▽

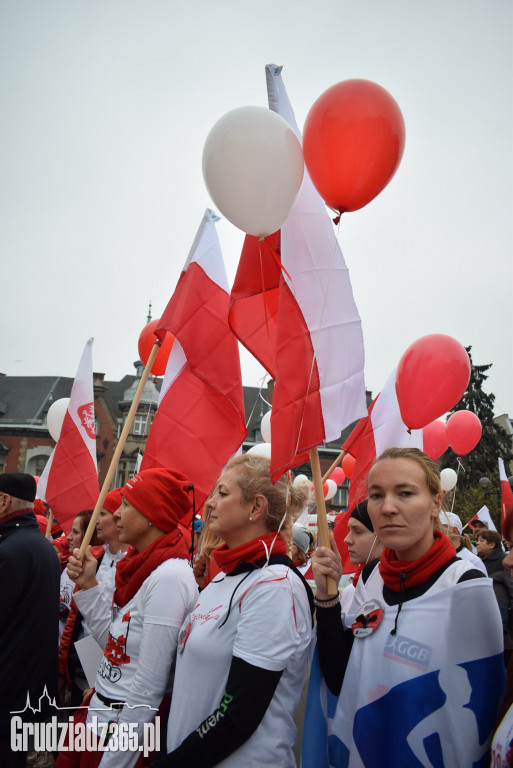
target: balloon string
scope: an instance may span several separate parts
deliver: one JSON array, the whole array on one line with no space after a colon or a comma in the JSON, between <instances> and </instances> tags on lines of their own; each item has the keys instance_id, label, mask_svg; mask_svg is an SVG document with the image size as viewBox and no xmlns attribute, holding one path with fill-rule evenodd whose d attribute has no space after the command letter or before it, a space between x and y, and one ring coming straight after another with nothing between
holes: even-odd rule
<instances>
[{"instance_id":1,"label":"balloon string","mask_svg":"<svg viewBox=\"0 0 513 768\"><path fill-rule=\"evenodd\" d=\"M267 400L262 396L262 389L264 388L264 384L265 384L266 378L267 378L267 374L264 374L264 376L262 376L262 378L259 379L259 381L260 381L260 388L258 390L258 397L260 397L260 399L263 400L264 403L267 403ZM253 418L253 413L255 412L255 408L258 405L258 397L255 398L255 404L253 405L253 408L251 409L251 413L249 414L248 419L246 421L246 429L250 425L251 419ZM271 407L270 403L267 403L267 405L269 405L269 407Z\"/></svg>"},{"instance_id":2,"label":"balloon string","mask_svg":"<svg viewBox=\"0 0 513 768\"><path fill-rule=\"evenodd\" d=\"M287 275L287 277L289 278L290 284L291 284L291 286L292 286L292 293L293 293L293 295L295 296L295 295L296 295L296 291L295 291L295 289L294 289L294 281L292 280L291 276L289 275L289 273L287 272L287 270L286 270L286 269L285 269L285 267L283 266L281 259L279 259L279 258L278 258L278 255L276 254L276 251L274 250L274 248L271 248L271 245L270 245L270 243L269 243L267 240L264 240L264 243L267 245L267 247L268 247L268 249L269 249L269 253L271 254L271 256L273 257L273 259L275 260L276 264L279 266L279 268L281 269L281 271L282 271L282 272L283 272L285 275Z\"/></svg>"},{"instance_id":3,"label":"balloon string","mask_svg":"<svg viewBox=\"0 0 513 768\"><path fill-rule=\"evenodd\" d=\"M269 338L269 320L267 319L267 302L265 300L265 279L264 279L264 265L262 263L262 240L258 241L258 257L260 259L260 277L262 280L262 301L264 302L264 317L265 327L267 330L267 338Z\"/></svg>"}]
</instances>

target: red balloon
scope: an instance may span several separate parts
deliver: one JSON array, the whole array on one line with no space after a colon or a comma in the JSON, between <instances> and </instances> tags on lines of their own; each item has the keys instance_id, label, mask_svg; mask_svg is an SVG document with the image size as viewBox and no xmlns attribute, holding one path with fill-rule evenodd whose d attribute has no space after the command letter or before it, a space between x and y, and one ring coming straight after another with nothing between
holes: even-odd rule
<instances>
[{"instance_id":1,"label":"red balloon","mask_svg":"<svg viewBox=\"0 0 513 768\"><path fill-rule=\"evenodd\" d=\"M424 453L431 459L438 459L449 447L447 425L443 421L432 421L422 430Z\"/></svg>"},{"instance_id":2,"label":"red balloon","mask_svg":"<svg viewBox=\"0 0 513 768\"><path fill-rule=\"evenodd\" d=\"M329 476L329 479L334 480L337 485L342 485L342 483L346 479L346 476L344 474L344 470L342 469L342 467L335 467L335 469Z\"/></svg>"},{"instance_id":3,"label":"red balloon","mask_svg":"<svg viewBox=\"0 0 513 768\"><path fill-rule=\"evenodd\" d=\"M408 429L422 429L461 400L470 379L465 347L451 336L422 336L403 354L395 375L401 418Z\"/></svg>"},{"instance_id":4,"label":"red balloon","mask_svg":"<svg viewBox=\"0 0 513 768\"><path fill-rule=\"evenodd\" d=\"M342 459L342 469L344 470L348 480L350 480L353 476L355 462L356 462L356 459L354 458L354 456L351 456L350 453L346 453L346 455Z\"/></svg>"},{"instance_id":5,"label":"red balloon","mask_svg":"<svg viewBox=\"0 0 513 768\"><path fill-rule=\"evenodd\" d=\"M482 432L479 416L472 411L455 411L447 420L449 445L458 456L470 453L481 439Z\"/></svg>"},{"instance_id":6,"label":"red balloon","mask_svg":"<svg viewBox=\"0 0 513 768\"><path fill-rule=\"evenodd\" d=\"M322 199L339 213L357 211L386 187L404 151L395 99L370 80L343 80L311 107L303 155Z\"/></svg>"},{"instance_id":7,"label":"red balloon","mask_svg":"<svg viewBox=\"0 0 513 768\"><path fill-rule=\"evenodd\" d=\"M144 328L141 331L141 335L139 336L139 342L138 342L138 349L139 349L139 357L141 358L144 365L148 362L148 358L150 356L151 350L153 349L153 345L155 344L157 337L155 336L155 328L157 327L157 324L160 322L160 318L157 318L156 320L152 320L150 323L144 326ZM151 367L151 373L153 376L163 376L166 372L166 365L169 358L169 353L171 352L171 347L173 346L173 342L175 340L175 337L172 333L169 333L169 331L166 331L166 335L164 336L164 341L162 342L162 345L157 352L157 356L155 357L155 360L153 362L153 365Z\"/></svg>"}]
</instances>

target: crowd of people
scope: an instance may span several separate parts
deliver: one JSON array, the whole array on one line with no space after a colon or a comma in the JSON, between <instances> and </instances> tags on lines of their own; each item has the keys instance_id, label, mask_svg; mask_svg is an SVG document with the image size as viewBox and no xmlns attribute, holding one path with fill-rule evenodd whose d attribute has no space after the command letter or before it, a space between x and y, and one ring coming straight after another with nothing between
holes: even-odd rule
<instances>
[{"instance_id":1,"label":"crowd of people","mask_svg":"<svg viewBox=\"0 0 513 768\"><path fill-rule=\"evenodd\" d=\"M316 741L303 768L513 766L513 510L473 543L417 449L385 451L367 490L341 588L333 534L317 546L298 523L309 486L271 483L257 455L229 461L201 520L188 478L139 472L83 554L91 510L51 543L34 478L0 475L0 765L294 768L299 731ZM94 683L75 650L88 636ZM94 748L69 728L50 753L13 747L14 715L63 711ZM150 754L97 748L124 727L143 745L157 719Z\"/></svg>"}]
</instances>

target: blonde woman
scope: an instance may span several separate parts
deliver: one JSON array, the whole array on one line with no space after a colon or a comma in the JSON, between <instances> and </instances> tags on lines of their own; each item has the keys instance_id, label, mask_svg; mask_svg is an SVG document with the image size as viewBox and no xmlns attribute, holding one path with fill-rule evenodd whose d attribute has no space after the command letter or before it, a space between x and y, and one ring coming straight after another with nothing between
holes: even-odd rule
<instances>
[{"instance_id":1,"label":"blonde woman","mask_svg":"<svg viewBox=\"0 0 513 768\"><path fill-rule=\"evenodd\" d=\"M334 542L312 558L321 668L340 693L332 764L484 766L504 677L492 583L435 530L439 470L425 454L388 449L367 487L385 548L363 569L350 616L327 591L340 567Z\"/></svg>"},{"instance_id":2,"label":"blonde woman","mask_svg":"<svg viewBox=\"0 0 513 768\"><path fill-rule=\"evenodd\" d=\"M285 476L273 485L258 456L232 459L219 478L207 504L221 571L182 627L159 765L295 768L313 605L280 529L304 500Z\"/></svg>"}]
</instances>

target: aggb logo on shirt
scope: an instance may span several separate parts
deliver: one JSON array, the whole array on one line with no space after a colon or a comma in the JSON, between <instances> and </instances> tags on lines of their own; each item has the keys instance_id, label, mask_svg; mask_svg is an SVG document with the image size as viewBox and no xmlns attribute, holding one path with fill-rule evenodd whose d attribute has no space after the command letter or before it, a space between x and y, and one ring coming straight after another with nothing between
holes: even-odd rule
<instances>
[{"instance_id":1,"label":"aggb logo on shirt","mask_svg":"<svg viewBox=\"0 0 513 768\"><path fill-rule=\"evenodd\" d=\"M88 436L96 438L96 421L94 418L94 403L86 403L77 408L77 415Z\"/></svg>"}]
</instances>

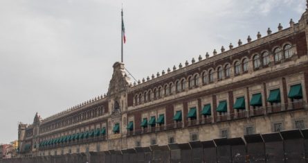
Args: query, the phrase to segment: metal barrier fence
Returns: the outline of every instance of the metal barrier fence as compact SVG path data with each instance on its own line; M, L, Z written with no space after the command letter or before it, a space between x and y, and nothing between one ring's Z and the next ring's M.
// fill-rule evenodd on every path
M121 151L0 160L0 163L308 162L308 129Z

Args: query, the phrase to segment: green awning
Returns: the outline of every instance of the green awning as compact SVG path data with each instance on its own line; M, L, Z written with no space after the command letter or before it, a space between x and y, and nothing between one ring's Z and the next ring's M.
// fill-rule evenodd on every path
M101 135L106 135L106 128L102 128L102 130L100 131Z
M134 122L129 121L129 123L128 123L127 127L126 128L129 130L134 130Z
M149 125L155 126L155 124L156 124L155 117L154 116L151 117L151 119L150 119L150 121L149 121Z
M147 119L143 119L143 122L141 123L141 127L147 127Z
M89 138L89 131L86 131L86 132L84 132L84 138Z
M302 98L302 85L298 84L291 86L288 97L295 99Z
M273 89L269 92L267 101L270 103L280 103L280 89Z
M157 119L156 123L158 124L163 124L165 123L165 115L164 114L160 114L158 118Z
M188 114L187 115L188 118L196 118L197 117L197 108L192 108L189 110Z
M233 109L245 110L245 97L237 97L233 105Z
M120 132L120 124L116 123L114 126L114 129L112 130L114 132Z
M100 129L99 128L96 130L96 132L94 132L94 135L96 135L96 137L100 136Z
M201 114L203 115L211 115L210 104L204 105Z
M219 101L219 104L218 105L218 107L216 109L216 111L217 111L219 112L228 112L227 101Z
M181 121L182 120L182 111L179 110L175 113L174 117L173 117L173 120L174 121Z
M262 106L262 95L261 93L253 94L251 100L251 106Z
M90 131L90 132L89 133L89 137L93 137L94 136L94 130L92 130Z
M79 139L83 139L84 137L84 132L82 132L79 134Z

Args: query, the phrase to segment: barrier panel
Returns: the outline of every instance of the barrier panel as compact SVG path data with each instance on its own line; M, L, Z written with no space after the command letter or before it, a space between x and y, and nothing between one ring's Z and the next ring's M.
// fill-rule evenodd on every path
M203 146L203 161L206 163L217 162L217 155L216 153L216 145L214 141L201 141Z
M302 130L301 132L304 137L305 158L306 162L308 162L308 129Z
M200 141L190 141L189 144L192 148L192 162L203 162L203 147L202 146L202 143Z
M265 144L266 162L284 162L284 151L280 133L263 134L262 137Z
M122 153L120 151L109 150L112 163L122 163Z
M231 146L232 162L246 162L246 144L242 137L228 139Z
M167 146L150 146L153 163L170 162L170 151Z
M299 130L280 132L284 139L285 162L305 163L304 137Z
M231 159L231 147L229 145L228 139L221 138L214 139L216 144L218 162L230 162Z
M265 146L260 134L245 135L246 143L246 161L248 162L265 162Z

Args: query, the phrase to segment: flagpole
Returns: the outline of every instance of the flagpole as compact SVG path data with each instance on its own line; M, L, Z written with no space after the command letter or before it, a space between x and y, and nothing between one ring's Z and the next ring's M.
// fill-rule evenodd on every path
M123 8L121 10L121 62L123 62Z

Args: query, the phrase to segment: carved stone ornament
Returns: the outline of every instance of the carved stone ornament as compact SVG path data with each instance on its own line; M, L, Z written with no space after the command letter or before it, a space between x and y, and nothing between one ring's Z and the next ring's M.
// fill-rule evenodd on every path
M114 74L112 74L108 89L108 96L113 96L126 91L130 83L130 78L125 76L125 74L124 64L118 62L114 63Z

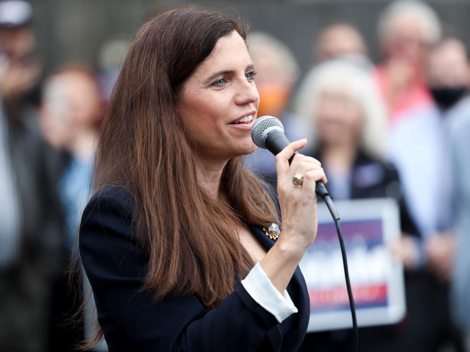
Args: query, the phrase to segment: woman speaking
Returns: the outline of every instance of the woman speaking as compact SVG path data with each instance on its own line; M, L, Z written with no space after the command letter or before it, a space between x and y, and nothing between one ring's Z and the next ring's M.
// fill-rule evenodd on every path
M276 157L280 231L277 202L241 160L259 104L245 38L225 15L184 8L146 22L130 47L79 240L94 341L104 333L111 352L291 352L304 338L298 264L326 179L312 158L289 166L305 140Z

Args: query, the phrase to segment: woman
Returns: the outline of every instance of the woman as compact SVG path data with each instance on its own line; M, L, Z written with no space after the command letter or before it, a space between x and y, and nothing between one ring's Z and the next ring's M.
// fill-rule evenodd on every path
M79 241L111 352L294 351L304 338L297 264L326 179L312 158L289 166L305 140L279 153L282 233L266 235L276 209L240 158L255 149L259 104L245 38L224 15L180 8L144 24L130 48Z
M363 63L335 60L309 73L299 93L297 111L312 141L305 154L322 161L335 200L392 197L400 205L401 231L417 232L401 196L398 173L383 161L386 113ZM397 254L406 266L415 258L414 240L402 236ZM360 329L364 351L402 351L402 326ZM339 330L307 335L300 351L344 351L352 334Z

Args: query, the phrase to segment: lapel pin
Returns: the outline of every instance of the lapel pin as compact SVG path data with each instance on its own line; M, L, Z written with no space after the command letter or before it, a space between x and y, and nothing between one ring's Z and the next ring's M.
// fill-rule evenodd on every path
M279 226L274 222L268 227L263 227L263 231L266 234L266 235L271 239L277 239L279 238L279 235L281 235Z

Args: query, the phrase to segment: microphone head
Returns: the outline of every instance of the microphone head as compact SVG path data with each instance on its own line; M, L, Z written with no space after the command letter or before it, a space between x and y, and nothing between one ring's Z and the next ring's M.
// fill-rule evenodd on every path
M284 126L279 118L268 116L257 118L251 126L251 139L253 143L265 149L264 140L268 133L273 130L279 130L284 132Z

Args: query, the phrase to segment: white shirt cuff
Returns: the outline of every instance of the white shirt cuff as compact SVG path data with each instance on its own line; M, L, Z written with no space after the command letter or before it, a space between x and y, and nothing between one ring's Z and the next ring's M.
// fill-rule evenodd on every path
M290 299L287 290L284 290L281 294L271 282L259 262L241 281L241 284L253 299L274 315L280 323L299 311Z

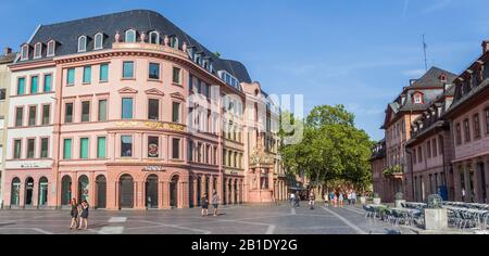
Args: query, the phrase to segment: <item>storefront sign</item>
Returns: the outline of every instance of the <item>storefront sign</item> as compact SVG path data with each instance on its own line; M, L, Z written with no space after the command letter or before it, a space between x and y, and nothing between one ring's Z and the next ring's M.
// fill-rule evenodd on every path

△

__WRITTEN PROBLEM__
Reproduce the listing without any changes, starting at the line that contains "Args: query, the phrase to segment: <item>storefront" and continuing through the end of the listing.

__RIGHT ANSWER__
Args: query, the phrase to segment: <item>storefront sign</item>
Returns: the outline of every instance of the <item>storefront sign</item> as compact SVG path data with each instance on its own line; M, L, Z written with no space after the command letter or before it, a space between x and y, and nothing between one ring's Z and the next ring's M.
// fill-rule evenodd on every path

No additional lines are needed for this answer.